ISTRUZIONI DEL COMPITO: Restituisci, copiata dal brano senza alcuna modifica, la parte che si apre con le parole contenenti "image_1904Nel 1988 un" e si chiude con "accordato un finanziamento.".

BRANO:
= = = = =

Un Oscar all’ipocrisia

Dov’è finita la tolleranza del professore arabo che si rifiuta di insegnare a un riservista in divisa?

Da un articolo di David Fisher

image_1904Nel 1988 un giovane film-maker israeliano si rivolse alla New Israeli Foundation for Film and TV (che dirigo) chiedendo aiuto per girare un documentario su una famiglia palestinese con il quale intendeva affrontare il tema del “diritto al ritorno” (dei profughi palestinesi e loro discendenti all’interno di Israele) e del desiderio dei palestinesi di tornare nella loro patria mezzo secolo dopo esserne stati espulsi. Sebbene l’argomento e il taglio del film fossero ostici anche per chi è molto sensibile alle sofferenze dei palestinesi, il film venne valutato sulla base di criteri esclusivamente artistici e gli venne accordato un finanziamento.
Il giovane film-maker si chiamava Nizar Hassan [il professore arabo di cinema del college Sapir di Sderot che lunedì ha ingiunto a uno studente riservista in uniforme, di ritorno del suo periodo di servizio, di lasciare la classe e tornare in abiti civili dicendo che si rifiutava di far lezione a poliziotti o soldati israeliani. Il riservista è restato al suo posto subendo continue osservazioni malevole da parte del professore].
A quel tempo Hassan trovò appropriato rivolgersi a una fondazione israeliana che riceve finanziamenti statali per chiederle, in nome della tolleranza e dello spirito liberale, di sostenere un film pro-palestinese che metteva in dubbio il diritto dello stato di Israele di preservare la propria maggioranza ebraica (cioè la propria ragion d’essere). Oggi, dieci anni più tardi, quello stesso Nizar Hassan ha mostrato la sua intolleranza rifiutandosi di insegnare a uno studente che era arrivato in aula direttamente dal servizio militare da riservista e che pertanto (come accade spessissimo in Israele) indossava ancora la sua uniforme. Semplicemente, ad Hassan non aggrada l’esercito nel quale servono praticamente tutti i suoi studenti (maschi e femmine), per cui non è disposto ad avere davanti agli occhi, in aula, l’uniforme kaki simbolo di quell’esercito.
Si può star certi che Nizar Hassan protesterebbe molto vivacemente se un professore ebreo cercasse di buttar fuori dall’aula una studentessa musulmana che si presentasse con l’hijab o uno studente arabo con la keffiyah, e avrebbe ragione. Eppure anche questo paragone non rende conto del caso in questione, giacché le distinzioni religiose – che tutti dovremmo rispettare – non sono lo stesso di una uniforme che nessuno indossa per scelta o per capriccio.

= = = = =

(Righe di dati)
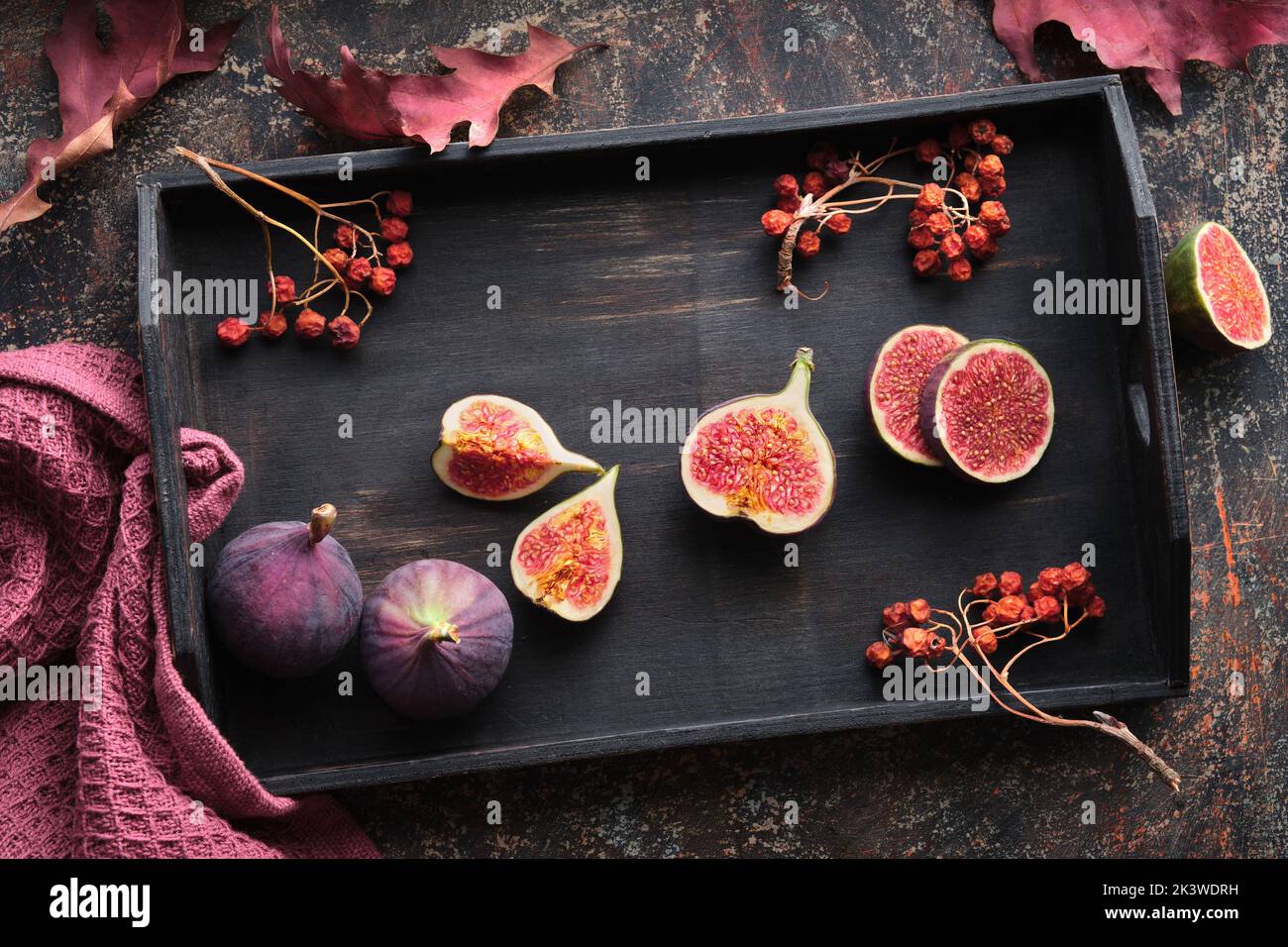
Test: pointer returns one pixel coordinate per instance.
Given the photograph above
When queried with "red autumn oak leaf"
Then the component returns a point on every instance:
(375, 106)
(101, 88)
(1155, 35)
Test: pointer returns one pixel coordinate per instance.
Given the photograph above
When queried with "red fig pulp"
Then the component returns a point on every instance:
(284, 596)
(988, 411)
(570, 558)
(763, 458)
(896, 379)
(500, 449)
(436, 638)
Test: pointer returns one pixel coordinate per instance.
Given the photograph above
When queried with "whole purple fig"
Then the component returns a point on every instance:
(284, 596)
(436, 638)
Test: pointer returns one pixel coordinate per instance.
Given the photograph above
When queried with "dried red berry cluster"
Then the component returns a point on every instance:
(827, 170)
(359, 273)
(940, 228)
(1010, 607)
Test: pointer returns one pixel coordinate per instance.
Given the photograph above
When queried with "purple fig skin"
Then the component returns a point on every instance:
(930, 392)
(436, 638)
(282, 604)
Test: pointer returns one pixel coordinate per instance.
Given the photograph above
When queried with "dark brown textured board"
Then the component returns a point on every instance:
(660, 294)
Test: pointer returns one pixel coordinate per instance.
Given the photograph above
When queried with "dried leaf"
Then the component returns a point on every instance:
(101, 88)
(1157, 35)
(375, 106)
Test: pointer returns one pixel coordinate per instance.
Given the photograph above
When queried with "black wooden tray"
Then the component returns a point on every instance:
(660, 294)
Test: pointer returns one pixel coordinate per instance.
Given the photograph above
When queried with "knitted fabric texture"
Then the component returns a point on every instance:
(81, 581)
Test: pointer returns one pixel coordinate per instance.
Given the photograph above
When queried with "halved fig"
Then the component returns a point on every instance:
(500, 449)
(763, 458)
(570, 558)
(988, 411)
(1215, 294)
(896, 379)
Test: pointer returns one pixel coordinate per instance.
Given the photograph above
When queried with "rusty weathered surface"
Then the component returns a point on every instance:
(993, 787)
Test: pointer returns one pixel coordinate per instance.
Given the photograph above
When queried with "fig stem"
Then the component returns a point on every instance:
(321, 522)
(442, 631)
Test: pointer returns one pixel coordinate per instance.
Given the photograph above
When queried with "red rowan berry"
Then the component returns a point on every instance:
(990, 166)
(991, 211)
(398, 204)
(918, 642)
(393, 228)
(336, 257)
(952, 247)
(819, 155)
(960, 269)
(926, 262)
(786, 185)
(982, 131)
(880, 655)
(927, 151)
(921, 237)
(984, 639)
(382, 281)
(271, 325)
(1073, 577)
(814, 184)
(896, 616)
(930, 198)
(1047, 608)
(1010, 608)
(357, 272)
(967, 184)
(344, 333)
(986, 582)
(309, 324)
(398, 254)
(232, 333)
(919, 609)
(283, 289)
(939, 224)
(992, 187)
(774, 222)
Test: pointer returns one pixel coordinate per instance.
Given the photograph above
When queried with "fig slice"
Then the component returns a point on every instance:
(900, 371)
(498, 449)
(763, 458)
(988, 410)
(570, 558)
(1215, 294)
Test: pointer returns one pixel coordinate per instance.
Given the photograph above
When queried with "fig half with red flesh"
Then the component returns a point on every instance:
(988, 411)
(570, 558)
(896, 379)
(763, 458)
(498, 449)
(1215, 294)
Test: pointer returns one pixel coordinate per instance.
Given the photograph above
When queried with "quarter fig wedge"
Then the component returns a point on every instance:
(493, 447)
(570, 558)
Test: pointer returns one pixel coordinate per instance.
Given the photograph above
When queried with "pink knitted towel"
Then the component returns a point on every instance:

= = = = =

RISPOSTA CORRETTA:
image_1904Nel 1988 un giovane film-maker israeliano si rivolse alla New Israeli Foundation for Film and TV (che dirigo) chiedendo aiuto per girare un documentario su una famiglia palestinese con il quale intendeva affrontare il tema del “diritto al ritorno” (dei profughi palestinesi e loro discendenti all’interno di Israele) e del desiderio dei palestinesi di tornare nella loro patria mezzo secolo dopo esserne stati espulsi. Sebbene l’argomento e il taglio del film fossero ostici anche per chi è molto sensibile alle sofferenze dei palestinesi, il film venne valutato sulla base di criteri esclusivamente artistici e gli venne accordato un finanziamento.